Hi Stuart,

On Thu, Jan 09, 2014 at 06:20:26PM +0000, Stuart Henderson wrote:
> On 2014/01/09 17:48, Toni Mueller wrote:
> > 
> > proxy:\
> >         :ignorenologin:\
> >         :datasize=infinity:\
> >         :maxproc=128:\
> >         :openfiles=1024:\
> >         :stacksize-cur=64M:\
> >         :localcipher=blowfish,8:\
> >         :tc=default:
> > 
> > 
> > And I had the login class set to 'proxy' using vipw.
> 
> > Now I have renamed the login class to 'squid' and the 2.7 squid at least
> > starts with this message:
> > 
> > With 1024 file descriptors available
> > 
> > Don't know whether the 3.4 line works better...
>
> 
> You don't mention how you start squid, but if you use the rc.d script,
> the class *must* be named after the daemon, i.e. "squid".

yes, I use the rc.d script, but was not aware of this requirement. But
squid did not respect the config file setting either, which motivated me
to downgrade the package.

> As a proxy is
> necessarily FD-hungry I made sure the pkg-readme specifically covers this..

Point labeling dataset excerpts
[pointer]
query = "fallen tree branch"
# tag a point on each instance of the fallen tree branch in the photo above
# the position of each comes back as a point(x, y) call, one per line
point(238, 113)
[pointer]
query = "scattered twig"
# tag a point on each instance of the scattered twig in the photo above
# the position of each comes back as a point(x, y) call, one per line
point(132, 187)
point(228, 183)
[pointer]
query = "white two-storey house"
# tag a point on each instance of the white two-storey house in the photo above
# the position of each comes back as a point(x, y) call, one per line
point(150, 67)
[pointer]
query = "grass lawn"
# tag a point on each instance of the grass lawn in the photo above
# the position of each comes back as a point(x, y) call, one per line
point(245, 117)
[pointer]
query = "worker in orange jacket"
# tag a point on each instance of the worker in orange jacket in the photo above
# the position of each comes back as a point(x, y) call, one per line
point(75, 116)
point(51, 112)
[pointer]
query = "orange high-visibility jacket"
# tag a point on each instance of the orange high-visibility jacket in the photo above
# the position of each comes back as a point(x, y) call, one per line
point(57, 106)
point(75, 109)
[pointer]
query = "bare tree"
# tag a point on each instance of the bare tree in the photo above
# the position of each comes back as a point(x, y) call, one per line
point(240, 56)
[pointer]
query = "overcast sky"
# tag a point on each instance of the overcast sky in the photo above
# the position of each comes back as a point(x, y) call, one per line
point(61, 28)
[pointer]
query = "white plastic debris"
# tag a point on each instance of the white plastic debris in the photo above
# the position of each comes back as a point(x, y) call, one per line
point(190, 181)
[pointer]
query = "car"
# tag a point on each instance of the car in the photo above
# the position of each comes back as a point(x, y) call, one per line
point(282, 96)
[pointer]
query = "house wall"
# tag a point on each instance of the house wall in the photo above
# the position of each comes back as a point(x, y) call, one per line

| WHAT IS ASKED |
Set down word for word the stretch of the squid login class email above that begins at the words "On Thu, Jan" and stops after "to 'proxy' using vipw.".

| EXERCISE SOLUTION |
On Thu, Jan 09, 2014 at 06:20:26PM +0000, Stuart Henderson wrote:
> On 2014/01/09 17:48, Toni Mueller wrote:
> > 
> > proxy:\
> >         :ignorenologin:\
> >         :datasize=infinity:\
> >         :maxproc=128:\
> >         :openfiles=1024:\
> >         :stacksize-cur=64M:\
> >         :localcipher=blowfish,8:\
> >         :tc=default:
> > 
> > 
> > And I had the login class set to 'proxy' using vipw.